## What the task requires
Report every line of the records that contains the string "mountain", and treat uppercase and lowercase letters as different.

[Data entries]
** BEGIN **
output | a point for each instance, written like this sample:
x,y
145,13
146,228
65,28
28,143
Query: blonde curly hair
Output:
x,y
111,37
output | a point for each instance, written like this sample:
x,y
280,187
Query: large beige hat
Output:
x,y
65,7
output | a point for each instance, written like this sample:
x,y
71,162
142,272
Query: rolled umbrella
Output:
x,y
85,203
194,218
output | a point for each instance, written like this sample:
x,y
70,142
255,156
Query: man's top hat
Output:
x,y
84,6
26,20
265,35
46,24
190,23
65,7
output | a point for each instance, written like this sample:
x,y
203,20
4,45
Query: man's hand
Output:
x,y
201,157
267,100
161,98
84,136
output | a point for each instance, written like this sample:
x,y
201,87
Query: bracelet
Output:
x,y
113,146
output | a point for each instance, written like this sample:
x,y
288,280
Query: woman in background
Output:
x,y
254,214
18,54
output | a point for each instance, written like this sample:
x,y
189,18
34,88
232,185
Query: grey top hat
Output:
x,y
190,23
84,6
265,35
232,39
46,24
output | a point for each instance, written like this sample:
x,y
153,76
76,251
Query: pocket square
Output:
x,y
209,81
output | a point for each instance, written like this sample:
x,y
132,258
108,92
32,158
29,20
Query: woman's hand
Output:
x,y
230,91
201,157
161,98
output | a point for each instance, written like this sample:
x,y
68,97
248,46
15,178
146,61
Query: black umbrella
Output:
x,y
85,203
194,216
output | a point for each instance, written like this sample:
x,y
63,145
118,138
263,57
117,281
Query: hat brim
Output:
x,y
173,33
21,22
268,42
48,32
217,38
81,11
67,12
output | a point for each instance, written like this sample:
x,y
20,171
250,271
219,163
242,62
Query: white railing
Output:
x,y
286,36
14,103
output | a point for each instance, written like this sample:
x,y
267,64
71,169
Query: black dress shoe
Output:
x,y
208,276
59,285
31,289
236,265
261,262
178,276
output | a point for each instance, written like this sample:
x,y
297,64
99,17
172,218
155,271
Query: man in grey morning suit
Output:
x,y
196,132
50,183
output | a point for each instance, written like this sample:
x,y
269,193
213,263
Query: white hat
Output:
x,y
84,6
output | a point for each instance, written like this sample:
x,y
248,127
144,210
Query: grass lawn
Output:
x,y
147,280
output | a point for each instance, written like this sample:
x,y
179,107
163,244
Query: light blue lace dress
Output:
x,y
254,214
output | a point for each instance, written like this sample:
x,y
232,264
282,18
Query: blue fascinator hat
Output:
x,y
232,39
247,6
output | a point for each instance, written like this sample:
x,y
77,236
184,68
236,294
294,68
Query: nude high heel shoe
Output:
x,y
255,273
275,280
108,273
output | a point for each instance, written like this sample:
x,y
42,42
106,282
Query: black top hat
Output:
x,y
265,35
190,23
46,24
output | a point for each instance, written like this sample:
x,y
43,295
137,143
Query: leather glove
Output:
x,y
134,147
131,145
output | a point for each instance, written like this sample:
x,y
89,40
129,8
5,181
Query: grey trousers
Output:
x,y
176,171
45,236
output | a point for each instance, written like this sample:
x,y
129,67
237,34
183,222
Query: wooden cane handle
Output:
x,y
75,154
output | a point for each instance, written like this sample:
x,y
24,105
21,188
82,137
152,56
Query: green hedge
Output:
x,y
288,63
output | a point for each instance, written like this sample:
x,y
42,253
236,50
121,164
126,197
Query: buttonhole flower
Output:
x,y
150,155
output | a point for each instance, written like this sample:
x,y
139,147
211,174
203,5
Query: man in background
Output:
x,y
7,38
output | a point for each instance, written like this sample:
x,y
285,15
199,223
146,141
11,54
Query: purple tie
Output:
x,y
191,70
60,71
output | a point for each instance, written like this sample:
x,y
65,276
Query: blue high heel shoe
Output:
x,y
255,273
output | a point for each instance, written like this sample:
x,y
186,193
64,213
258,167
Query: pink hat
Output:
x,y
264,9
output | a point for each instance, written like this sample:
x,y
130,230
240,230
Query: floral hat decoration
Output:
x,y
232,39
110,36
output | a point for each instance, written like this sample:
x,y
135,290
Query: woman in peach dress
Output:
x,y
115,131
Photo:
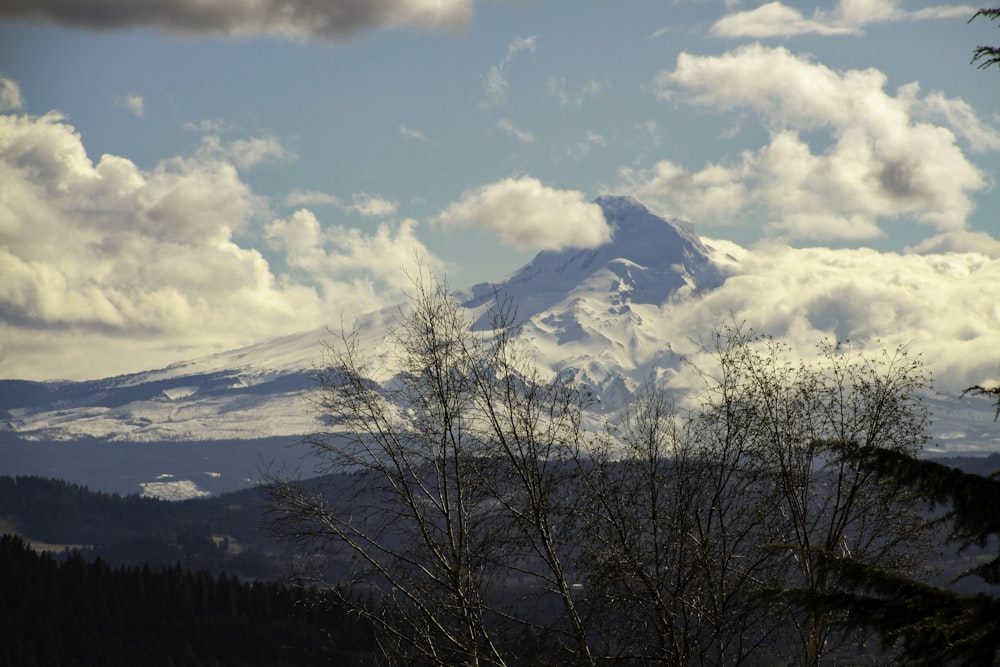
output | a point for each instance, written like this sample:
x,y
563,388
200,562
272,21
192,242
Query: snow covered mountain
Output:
x,y
592,312
597,314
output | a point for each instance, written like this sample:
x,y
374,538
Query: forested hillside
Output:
x,y
82,613
223,533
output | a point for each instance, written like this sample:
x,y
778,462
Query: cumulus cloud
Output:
x,y
410,133
298,198
559,89
10,95
495,83
521,135
848,17
326,254
245,153
938,305
882,163
372,206
524,213
136,104
959,242
108,262
295,19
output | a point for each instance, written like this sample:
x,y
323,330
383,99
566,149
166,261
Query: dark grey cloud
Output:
x,y
324,20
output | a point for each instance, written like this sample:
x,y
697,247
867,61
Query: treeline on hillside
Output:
x,y
82,613
218,534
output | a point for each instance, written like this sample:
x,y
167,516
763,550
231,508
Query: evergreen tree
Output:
x,y
926,624
986,55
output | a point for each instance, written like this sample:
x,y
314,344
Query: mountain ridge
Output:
x,y
597,315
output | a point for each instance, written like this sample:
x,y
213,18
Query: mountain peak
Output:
x,y
648,259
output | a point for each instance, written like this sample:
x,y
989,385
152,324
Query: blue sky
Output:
x,y
188,177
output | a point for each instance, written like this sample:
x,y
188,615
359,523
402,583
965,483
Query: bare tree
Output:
x,y
786,411
412,524
468,508
456,522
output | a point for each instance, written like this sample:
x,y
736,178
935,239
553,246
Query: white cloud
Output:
x,y
961,242
848,17
372,206
521,135
524,213
211,125
245,153
413,134
136,104
939,305
295,19
581,149
962,118
298,198
495,83
772,20
10,95
559,89
108,268
881,164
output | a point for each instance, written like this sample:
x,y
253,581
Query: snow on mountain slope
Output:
x,y
597,314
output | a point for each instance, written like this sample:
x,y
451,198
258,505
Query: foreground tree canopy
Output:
x,y
986,56
473,516
925,624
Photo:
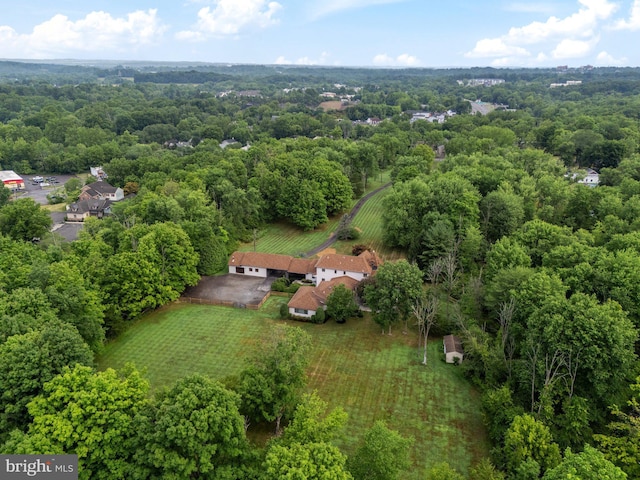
** END **
## Finished task
Query: snow covered mountain
Query: mountain ridge
Query: mountain peak
Query: snow on mountain slope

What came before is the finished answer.